_Given passage_
Laura and Matt have an intercontinental connection; Laura being German and Matt, a true english gent. With Spartan again making headway in Munich, Matt saw a perfect opportunity to exploit Laura’s love of her hometown by delicately mashing it with his own love of obstacle racing. Will their relationship survive a Spartan Night Sprint? Read on…
Last year I was lucky enough to be in Munich at the same time as Spartan were holding a Sprint in the Olympic park. You can read my thoughts on last year here.
When I heard that this year they were adding a night Sprint to the weekend’s activities I had to sign up again. But this time I also managed to talk my girlfriend into signing up - her first proper obstacle race! She was not keen, (I’ll let her fill you in on how she got on), but then it was to be in her home town!

_Data records_
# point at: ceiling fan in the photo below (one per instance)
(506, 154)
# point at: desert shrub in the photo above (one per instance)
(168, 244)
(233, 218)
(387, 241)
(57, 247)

_What is asked_
• A. Answer these from the account of the Munich Spartan race:
(i) What nationality is Laura?
(ii) Where in Munich was last year's Sprint held?
(iii) What was added to this year's weekend of activities?
• B. Please continue the account of the Munich Spartan race, picking up after its final sentence.

_Responses for each task_
• A.
(i) German
(ii) In the Olympic park
(iii) A night Sprint

• B.
The setup was much the same as last year, staged in the awesome surroundings of Munich’s Olympic park. The weather however was a little different, gone was the lovely 20+ degrees of last year, replaced instead with a rather chilly and dull 8 degrees and dropping. It was 7:30pm and the park had an eerie quietness about it; no one seemed to be around with only odd bits of tape and obstacles giving away that something was about to happen. We arrived to a moderate queue for registration in the race village, with a few more people along with the usual food outlets and Spartan shop. Unfortunately this time registration wasn’t the fast and efficient machine of a usual Spartan race. Between picking up our race packs, getting our special edition glow in the dark Spartan Sprint T-shirt and a sticker with our number on, (due to compulsory head torches covering the numbered headband no doubt), it took over an hour. Everyone we looked at in the queue was freezing and desperately wanting to get moving! Having just missed our 8:30pm start time due to this, we jumped in the following wave. Luckily once in the start pen with lights flashing, music pumping and an energetic MC warming everyone up spirits soon rose and we were off and straight up the biggest hill in the park.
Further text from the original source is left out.